* **TEXT PASSAGE**:
···

Let \({\mathcal {A}}\) be a \(\sigma \)-algebra on a set X and \({\mathcal {F}},{\mathcal {G}}\) be two \(\sigma \)-algebras on a set U. The product of the \(\sigma \)-algebras \({\mathcal {A}}\otimes {\mathcal {F}}\) on \(X\times U\) is defined as usual, as the smallest \(\sigma \)-algebra containing all Cartesian products (or rectangles) \(\{A\times F: A\in {\mathcal {A}}, F\in {\mathcal {F}}\}\). We ask, for which \(\sigma \)-algebras \({\mathcal {A}},{\mathcal {F}}, {\mathcal {G}}\) is

$$\begin{aligned} ({\mathcal {A}}\otimes {\mathcal {F}})\cap ({\mathcal {A}}\otimes {\mathcal {G}}) ={\mathcal {A}}\otimes \left( {\mathcal {F}}\cap {\mathcal {G}}\right) , \end{aligned}$$
(1)

which we can interpret as distributivity of ’\(\otimes \)’ with respect to ’\(\cap \)’. The problem, posed in (1), consists of a simple binary composition of fundamental objects in measure theory and is therefore of its own interest. While the problem as such has not been posed before, some results have been derived as part of other studies and are summarized in Sect. 2. To us, it was motivated by a question arising in stochastic analysis: let fg be two random variables on a probability space \((\varOmega ,{\mathcal {F}},{\mathbb {P}})\) (in the original question, the random variables were càdlàg processes). Consider then all random functions that may be expressed by a Borel function of f and simultaneously by a function of g and additionally have a measurable dependence on a real parameter. Such functions are contained in the set of all functions \(h:(\varOmega \times {[0,1]},(\sigma (f)\cap \sigma (g))\otimes {\mathcal {B}}([0,1])) \rightarrow {\mathbb {R}}\) (here \(\sigma (f)\) denotes the \(\sigma \)-algebra generated by f, the same for g). Is this set of functions the same as the one consisting of functions, which may be expressed in two ways: 1) as bivariate Borel function applied to f and the real parameter, and 2) as another bivariate Borel function applied to g and the real parameter? The latter set would correspond to the functions measurable with respect to

$$\begin{aligned} \left( \sigma (f)\otimes {\mathcal {B}}([0,1])\right) \cap \left( \sigma (g) \otimes {\mathcal {B}}([0,1])\right) . \end{aligned}$$

Regarding the general problem (1), there is one immediate observation: since the right hand side is contained in both \(\sigma \)-algebras taking part in the intersection on the left, the left hand side is larger, i.e

$$\begin{aligned} ({\mathcal {A}}\otimes {\mathcal {F}})\cap ({\mathcal {A}}\otimes {\mathcal {G}}) \supseteq {\mathcal {A}}\otimes \left( {\mathcal {F}}\cap {\mathcal {G}}\right) . \end{aligned}$$

For most simple examples of \(\sigma \)-algebras, e.g., Borel \(\sigma \)-algebras on a metric space and their restrictions on subsets or \(\sigma \)-algebras of symmetric or periodic sets, the converse inclusion is also satisfied. It is also easy to see that equality holds if \({\mathcal {F}}\subseteq {\mathcal {G}}\) or \({\mathcal {G}}\subseteq {\mathcal {F}}\).

···

* **PROVIDED DATA**:

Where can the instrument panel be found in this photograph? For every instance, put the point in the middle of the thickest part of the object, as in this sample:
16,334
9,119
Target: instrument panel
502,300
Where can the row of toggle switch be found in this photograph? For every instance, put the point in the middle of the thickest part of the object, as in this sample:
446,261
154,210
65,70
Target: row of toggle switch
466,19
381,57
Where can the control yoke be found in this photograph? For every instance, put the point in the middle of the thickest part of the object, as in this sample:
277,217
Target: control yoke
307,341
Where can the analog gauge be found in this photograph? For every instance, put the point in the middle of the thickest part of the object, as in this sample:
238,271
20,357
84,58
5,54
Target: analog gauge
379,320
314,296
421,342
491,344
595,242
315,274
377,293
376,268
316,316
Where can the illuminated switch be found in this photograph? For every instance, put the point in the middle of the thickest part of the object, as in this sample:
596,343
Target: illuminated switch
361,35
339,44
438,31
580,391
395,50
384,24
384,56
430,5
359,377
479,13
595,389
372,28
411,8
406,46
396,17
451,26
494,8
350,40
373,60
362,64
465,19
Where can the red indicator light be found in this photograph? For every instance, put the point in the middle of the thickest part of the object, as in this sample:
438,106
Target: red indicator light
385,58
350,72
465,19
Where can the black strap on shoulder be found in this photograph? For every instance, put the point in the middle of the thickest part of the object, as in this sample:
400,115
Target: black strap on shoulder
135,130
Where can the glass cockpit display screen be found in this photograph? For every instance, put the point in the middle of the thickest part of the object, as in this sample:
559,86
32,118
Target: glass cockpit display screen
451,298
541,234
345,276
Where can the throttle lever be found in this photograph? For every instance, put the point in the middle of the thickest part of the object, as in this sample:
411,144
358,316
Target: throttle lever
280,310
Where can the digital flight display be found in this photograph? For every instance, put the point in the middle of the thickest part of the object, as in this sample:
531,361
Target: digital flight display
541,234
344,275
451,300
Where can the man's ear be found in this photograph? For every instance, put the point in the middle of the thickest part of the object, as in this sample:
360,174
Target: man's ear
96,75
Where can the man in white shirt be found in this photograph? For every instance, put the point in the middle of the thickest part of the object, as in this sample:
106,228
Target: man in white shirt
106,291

···

* **SET PROBLEM A**: Put the rows, from the line containing "Where can the black" through the final line, into a Markdown table with the columns Index and Entry. Give each line its own number and skip blank lines.
* **SET PROBLEM B**: Write what comes next in the text on distributivity of σ-algebra products over intersections.

* **EXPECTED ANSWER A**:
| Index | Entry |
|---|---|
| 1 | Where can the black strap on shoulder be found in this photograph? For every instance, put the point in the middle of the thickest part of the object, as in this sample: |
| 2 | 400,115 |
| 3 | Target: black strap on shoulder |
| 4 | 135,130 |
| 5 | Where can the glass cockpit display screen be found in this photograph? For every instance, put the point in the middle of the thickest part of the object, as in this sample: |
| 6 | 559,86 |
| 7 | 32,118 |
| 8 | Target: glass cockpit display screen |
| 9 | 451,298 |
| 10 | 541,234 |
| 11 | 345,276 |
| 12 | Where can the throttle lever be found in this photograph? For every instance, put the point in the middle of the thickest part of the object, as in this sample: |
| 13 | 411,144 |
| 14 | 358,316 |
| 15 | Target: throttle lever |
| 16 | 280,310 |
| 17 | Where can the digital flight display be found in this photograph? For every instance, put the point in the middle of the thickest part of the object, as in this sample: |
| 18 | 531,361 |
| 19 | Target: digital flight display |
| 20 | 541,234 |
| 21 | 344,275 |
| 22 | 451,300 |
| 23 | Where can the man's ear be found in this photograph? For every instance, put the point in the middle of the thickest part of the object, as in this sample: |
| 24 | 360,174 |
| 25 | Target: man's ear |
| 26 | 96,75 |
| 27 | Where can the man in white shirt be found in this photograph? For every instance, put the point in the middle of the thickest part of the object, as in this sample: |
| 28 | 106,228 |
| 29 | Target: man in white shirt |
| 30 | 106,291 |

* **EXPECTED ANSWER B**:
It is tempting to assume that relation (1) should be as easy to prove or disprove as the similar relation for the supremum of two \(\sigma \)-algebras \({\mathcal {F}}\vee {\mathcal {G}}\), which is the smallest \(\sigma \)-algebra containing \({\mathcal {F}}\cup {\mathcal {G}}\). It is not hard to show that

$$\begin{aligned} ({\mathcal {A}}\otimes {\mathcal {F}})\vee ({\mathcal {A}}\otimes {\mathcal {G}}) ={\mathcal {A}}\otimes \left( {\mathcal {F}}\vee {\mathcal {G}}\right) , \end{aligned}$$

see, e.g., [15, Proof of Lemma 3.2, Step 2]. Alas, in the case of the intersection (or infimum) of \(\sigma \)-algebras there are no obvious reasons why the equality should hold. To show that the intersection might be the source of trouble, consider the following equation

$$\begin{aligned} \left( {\mathcal {A}}\vee {\mathcal {F}}\right) \cap \left( {\mathcal {A}} \vee {\mathcal {G}}\right) ={\mathcal {A}}\vee \left( {\mathcal {F}}\cap {\mathcal {G}}\right) . \end{aligned}$$

Examples violating this equation can already be found for finite sub-\(\sigma \)-algebras of a \(\sigma \)-algebra that has cardinality strictly larger than 4, see [4, Proposition 34], where the lattice of \(\sigma \)-algebras on a set is studied. Equation (1) does not admit such simple counterexamples.

Another indicator, why Eq. (1) could be wrong in general, is the following expression appearing in ergodic theory [12]. For a decreasing sequence of sub-\(\sigma \)-algebras \(\left( {\mathcal {A}}_n\right) _{n\in {\mathbb {N}}}\) of \({\mathcal {A}}\) on a set X, and a measurable space \((U,{\mathcal {U}})\), the inequality

$$\begin{aligned} \left( \bigcap _{n\in {\mathbb {N}}}{\mathcal {A}}_n\right) \otimes {\mathcal {U}}\subseteq \bigcap _{n\in {\mathbb {N}}}\left( {\mathcal {A}}_n\otimes {\mathcal {U}}\right) \end{aligned}$$

can be strict. The difference between both sets is subtle: whenever we have probability measures \(\mu \) and \(\nu \) on the measure spaces \((X,{\mathcal {A}},\mu ), (U,{\mathcal {U}},\nu )\), all sets K in

$$\begin{aligned} \bigcap _{n\in {\mathbb {N}}}\left( {\mathcal {A}}_n\otimes {\mathcal {U}}\right) \setminus \left( \bigcap _{n\in {\mathbb {N}}}{\mathcal {A}}_n\right) \otimes {\mathcal {U}} \end{aligned}$$

satisfy \((\mu \otimes \nu )(K)=0\) and are thus null sets for every arbitrary pair of probability measures \((\mu ,\nu )\), see, e.g., [12, Section 4, Exercise 6] and its discussion in [14].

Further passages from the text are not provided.